PROBLEM TO WORK ON. Take the entries below and print only the lines from the one with "Target: whole lemon" through the one with "Target: wooden plank shelf", exactly as they stand, both ends included.

SOURCE DATA.
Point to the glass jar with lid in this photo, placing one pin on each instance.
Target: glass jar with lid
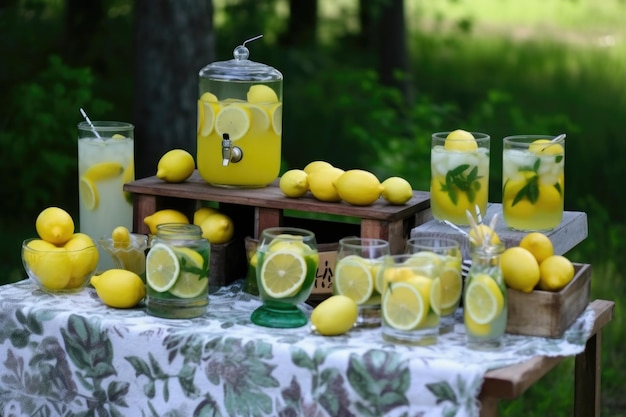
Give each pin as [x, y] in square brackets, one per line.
[239, 122]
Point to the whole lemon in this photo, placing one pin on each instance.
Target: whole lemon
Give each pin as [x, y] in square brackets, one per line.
[460, 140]
[294, 183]
[335, 315]
[520, 269]
[175, 166]
[218, 228]
[316, 166]
[538, 244]
[321, 184]
[164, 216]
[54, 225]
[358, 187]
[556, 272]
[202, 214]
[397, 190]
[119, 288]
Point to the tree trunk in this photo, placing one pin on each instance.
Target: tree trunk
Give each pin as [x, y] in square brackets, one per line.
[174, 39]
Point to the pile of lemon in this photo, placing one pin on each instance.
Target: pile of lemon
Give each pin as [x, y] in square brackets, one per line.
[60, 258]
[533, 265]
[355, 186]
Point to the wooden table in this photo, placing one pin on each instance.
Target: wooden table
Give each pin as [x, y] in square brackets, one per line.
[512, 381]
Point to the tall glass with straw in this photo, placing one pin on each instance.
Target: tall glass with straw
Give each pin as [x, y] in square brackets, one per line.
[105, 164]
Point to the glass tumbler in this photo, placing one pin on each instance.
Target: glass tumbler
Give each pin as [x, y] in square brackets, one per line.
[459, 176]
[447, 253]
[287, 261]
[411, 299]
[533, 182]
[357, 275]
[105, 164]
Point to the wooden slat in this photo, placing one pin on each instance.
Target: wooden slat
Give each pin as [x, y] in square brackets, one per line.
[571, 231]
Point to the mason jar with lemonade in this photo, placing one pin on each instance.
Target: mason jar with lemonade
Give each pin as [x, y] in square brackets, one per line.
[239, 122]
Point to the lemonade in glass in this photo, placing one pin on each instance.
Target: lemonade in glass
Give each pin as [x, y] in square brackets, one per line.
[459, 175]
[358, 275]
[105, 164]
[411, 299]
[533, 178]
[485, 298]
[287, 261]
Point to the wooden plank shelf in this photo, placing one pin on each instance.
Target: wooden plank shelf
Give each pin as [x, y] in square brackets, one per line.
[571, 231]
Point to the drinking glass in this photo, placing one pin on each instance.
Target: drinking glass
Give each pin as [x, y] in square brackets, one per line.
[105, 164]
[411, 299]
[357, 275]
[485, 298]
[447, 253]
[533, 182]
[459, 176]
[287, 261]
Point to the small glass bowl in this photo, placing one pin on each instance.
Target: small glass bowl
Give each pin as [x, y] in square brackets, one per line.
[56, 269]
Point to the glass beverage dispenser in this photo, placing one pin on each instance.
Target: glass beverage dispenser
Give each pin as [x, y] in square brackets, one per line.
[239, 122]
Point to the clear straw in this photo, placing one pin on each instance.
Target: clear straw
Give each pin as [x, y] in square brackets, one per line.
[89, 123]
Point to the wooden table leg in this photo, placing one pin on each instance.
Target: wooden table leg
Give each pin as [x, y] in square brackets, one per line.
[587, 379]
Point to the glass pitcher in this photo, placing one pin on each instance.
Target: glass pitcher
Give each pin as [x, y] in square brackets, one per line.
[239, 122]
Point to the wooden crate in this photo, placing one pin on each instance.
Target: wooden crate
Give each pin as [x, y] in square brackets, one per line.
[253, 210]
[549, 314]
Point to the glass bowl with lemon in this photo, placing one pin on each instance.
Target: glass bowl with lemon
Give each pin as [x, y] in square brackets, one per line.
[60, 269]
[286, 267]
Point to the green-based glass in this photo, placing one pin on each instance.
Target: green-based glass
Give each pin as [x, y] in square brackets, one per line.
[287, 261]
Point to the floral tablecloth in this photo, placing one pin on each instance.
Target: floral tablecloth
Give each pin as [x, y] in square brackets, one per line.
[69, 355]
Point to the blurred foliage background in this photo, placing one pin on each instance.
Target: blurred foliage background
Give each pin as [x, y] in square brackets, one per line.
[497, 66]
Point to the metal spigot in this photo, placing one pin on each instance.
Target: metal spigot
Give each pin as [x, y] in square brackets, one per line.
[230, 153]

ANSWER.
Target: whole lemon
Give each pin as [x, y] in square brackets, one per line.
[460, 140]
[294, 183]
[335, 315]
[520, 269]
[175, 166]
[218, 228]
[316, 166]
[538, 244]
[321, 184]
[164, 216]
[54, 225]
[358, 187]
[556, 272]
[202, 214]
[397, 190]
[119, 288]
Point to the tree trunk in this photo, placing one pin on each instance.
Target: tree trunk
Give each pin as [x, y] in square brackets, one per line.
[174, 39]
Point to the pile of lemon in this photo, placing one pin on each instance.
Target: pile of lemon
Give each pin as [x, y] in square brackets, one per line.
[60, 258]
[533, 265]
[355, 186]
Point to the wooden table in this photo, placing one pin on each instance.
Target: wooden table
Give each pin as [x, y] in square brackets, one per line.
[512, 381]
Point to the tall glass with straw in this photo, placing one pin on each instance.
Target: tall glass with straw
Give each pin as [x, y] in square brackets, one per line.
[105, 164]
Point to the glass tumbler in this photo, placing one pin on each instance.
Target: glass tumbler
Give each pin as [x, y] in square brackets, one per line.
[459, 176]
[447, 253]
[287, 261]
[411, 299]
[533, 182]
[357, 275]
[105, 164]
Point to the wooden slat in this photo, placing one pin on each instance.
Target: wooden slat
Give each pin as [x, y] in square brackets, one per line.
[571, 231]
Point to the mason jar with lemonade in this photo, placing one pin on each instance.
Target: mason jar with lemonade
Give each pin as [x, y] in square brackets, one per line.
[239, 122]
Point to the lemonade in glass in this photo, placing one pin on each instance.
Target: lemonade in glass
Give each pin as [x, y] in square brackets, one per line.
[459, 175]
[358, 275]
[105, 164]
[411, 299]
[533, 178]
[485, 298]
[287, 261]
Point to the wooden plank shelf in this photo, placing one pin on each instance.
Target: wooden plank shelf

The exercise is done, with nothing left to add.